Your task
Your answer must restate each entry below word for word, with no pictures in it.

[Dataset entries]
━━━━━━━━━━
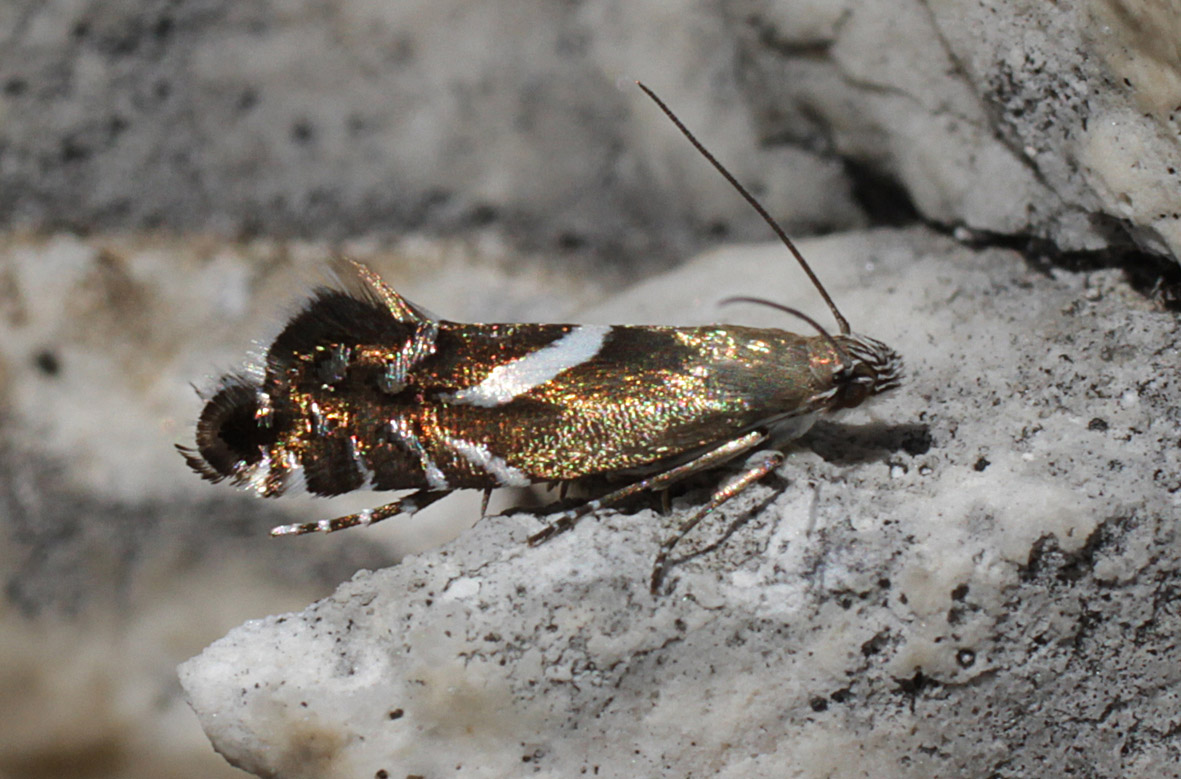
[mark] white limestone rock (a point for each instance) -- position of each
(971, 578)
(1055, 120)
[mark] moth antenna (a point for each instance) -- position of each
(841, 322)
(846, 360)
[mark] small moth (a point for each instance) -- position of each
(363, 388)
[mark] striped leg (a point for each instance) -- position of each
(409, 504)
(712, 458)
(761, 465)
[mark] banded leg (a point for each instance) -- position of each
(712, 458)
(763, 464)
(409, 504)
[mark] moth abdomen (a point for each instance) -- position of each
(234, 430)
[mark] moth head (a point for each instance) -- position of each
(866, 367)
(239, 438)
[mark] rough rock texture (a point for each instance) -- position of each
(476, 133)
(1057, 120)
(979, 580)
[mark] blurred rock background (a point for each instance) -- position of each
(173, 176)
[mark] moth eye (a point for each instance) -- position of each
(331, 364)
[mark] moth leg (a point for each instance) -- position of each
(409, 504)
(712, 458)
(758, 466)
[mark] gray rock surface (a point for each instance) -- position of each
(976, 580)
(1056, 120)
(495, 163)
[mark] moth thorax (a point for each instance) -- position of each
(236, 429)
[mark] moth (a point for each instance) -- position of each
(364, 388)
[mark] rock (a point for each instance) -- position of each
(973, 577)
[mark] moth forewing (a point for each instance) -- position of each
(364, 388)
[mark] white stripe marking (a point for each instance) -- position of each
(435, 478)
(513, 379)
(482, 458)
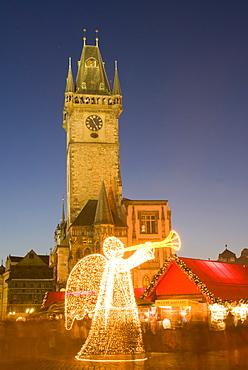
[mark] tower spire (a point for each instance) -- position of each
(69, 80)
(84, 38)
(97, 39)
(116, 85)
(63, 211)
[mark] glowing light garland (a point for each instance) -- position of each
(226, 303)
(103, 286)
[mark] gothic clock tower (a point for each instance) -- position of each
(95, 208)
(91, 112)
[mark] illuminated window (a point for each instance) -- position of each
(145, 281)
(78, 254)
(91, 62)
(87, 251)
(148, 222)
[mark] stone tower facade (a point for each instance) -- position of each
(94, 188)
(95, 208)
(91, 112)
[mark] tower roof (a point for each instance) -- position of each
(103, 211)
(69, 80)
(91, 76)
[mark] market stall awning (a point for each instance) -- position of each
(215, 280)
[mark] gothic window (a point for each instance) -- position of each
(87, 251)
(148, 222)
(97, 247)
(91, 62)
(145, 281)
(78, 254)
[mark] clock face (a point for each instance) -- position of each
(94, 123)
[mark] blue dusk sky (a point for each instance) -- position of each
(183, 67)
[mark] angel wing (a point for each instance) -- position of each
(82, 288)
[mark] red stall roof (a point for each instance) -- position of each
(216, 280)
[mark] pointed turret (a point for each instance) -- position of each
(116, 86)
(91, 76)
(69, 80)
(103, 212)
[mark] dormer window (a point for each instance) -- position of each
(91, 62)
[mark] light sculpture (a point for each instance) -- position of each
(102, 285)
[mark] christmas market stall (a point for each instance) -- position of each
(187, 291)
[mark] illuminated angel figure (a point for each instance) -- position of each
(103, 286)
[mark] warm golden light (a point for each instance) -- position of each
(172, 241)
(102, 286)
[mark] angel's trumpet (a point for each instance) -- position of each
(172, 241)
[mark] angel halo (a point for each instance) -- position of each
(102, 285)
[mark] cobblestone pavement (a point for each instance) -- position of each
(211, 360)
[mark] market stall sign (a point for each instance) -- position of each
(175, 302)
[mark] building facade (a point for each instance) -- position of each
(95, 208)
(24, 282)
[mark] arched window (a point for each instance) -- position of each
(145, 281)
(78, 254)
(87, 251)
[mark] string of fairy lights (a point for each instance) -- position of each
(192, 276)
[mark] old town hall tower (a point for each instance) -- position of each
(95, 208)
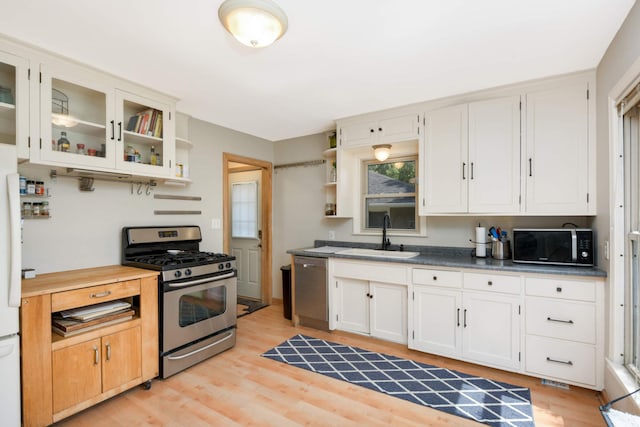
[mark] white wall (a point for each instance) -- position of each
(85, 227)
(623, 51)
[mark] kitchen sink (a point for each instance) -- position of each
(379, 253)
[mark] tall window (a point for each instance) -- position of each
(390, 189)
(632, 229)
(244, 210)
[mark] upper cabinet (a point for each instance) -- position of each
(403, 126)
(87, 122)
(471, 158)
(14, 102)
(559, 158)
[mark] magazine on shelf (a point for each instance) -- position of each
(93, 311)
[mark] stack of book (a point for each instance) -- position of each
(147, 122)
(72, 322)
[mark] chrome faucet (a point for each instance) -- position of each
━━━━━━━━━━
Reply
[mark] white limestone rock (a point for each instance) -- position of each
(971, 578)
(1055, 120)
[mark] moth antenna (a point for each instance) -- position of each
(841, 322)
(846, 360)
[mark] small moth (a point for each instance) -- position of each
(363, 388)
[mark] striped leg (a point for each instance) -- position of each
(409, 504)
(712, 458)
(761, 465)
[mark] banded leg (a point for each instance) -- position of each
(712, 458)
(763, 464)
(409, 504)
[mark] moth abdomen (a point for each instance) -- position of each
(234, 430)
[mark] moth head (a point for each instance) -- position of each
(866, 367)
(239, 438)
[mark] rough rock texture (a point for each instance) -- position of each
(476, 133)
(1057, 120)
(979, 580)
[mark] blurred rock background (a point for each instance) -- position of each
(173, 176)
[mark] moth eye (a point for each instance) -- position of each
(331, 364)
[mark] moth leg (a point for each instance) -- position of each
(409, 504)
(712, 458)
(758, 466)
[mark] gray rock surface (a point for each instance) -- position of each
(976, 580)
(1056, 120)
(495, 163)
[mark] moth thorax (a point for each instance) -- position of each
(236, 429)
[mark] moth (a point for each instance) -- position of each
(364, 388)
[mark] rock (a point for each instance) -- position of each
(973, 577)
[mark] moth forewing (a point for each instance) -- position of each
(364, 388)
[mark] white stripe marking (a point for each instance) -- position of each
(435, 478)
(513, 379)
(482, 458)
[mark] tower spire (a point for each instance) -- position of each
(69, 80)
(84, 38)
(97, 39)
(116, 85)
(63, 211)
[mark] glowing light garland (a point for each instance) -- position of each
(226, 303)
(103, 286)
[mark] gothic clock tower (a point for each instance) -- position of each
(95, 208)
(91, 112)
[mark] illuminated window (a point for each instance) -- position of each
(145, 281)
(78, 254)
(91, 62)
(87, 251)
(148, 222)
[mark] stone tower facade (a point for each instance) -- position of each
(94, 188)
(95, 208)
(91, 112)
[mark] tower roof (a point for each instance) -- position of each
(103, 211)
(69, 80)
(91, 76)
[mark] market stall awning (a point for each instance) -- position of each
(215, 280)
[mark] gothic window (a point for each instance) -- position of each
(87, 251)
(148, 222)
(97, 247)
(91, 62)
(145, 281)
(78, 254)
[mark] clock face (a point for each instance) -- position of each
(94, 123)
[mark] blue dusk sky (a point for each instance) -- position of each
(183, 67)
[mark] angel wing (a point for each instance) -- position of each
(82, 288)
[mark] red stall roof (a point for each instance) -- position of each
(216, 280)
[mark] pointed turret (a point for each instance) -- position of each
(116, 86)
(91, 76)
(69, 80)
(103, 212)
[mark] dormer window (a point for each instance) -- position of each
(91, 62)
[mark] light sculpture (a point for each instance) -- position of each
(102, 285)
[mark] christmas market stall (a point for each instance) -- position of each
(187, 291)
[mark] illuminated angel figure (a point for each instance) -- position of each
(103, 286)
[mark] warm golden light (a point for each instance) -- position of each
(172, 241)
(102, 286)
[mark] angel's trumpet (a point for each instance) -- position of each
(172, 241)
[mark] angel halo (a point for each instance) -- position of each
(102, 285)
[mark] cobblestone pavement (a point for each instance) -- position of each
(211, 360)
[mark] market stall sign (a point for each instance) -- position of each
(175, 302)
[mark] building facade (a point for each instance) -- position of each
(95, 208)
(24, 282)
[mark] arched window (a point for each instance) -- position of each
(145, 281)
(78, 254)
(87, 251)
[mark] string of fairy lights (a point for each instance) -- position of each
(192, 276)
[mark] old town hall tower (a point for each instance) -- position of each
(95, 208)
[mark] white wall (a point for each instance) -- position of each
(85, 227)
(623, 51)
[mark] kitchen sink (a point for each instance) -- position of each
(379, 253)
[mark] tall window (a point for each instance) -- position of each
(390, 189)
(632, 229)
(244, 210)
[mark] upper cabinet (a point for each instance) -- position of each
(403, 126)
(87, 122)
(471, 158)
(14, 102)
(559, 158)
[mark] magazine on shelf (a point for each instance) -- position of each
(93, 311)
[mark] stack of book (a point for each instance) -- position of each
(147, 122)
(72, 322)
[mark] chrome faucet (a point for each instance) -- position of each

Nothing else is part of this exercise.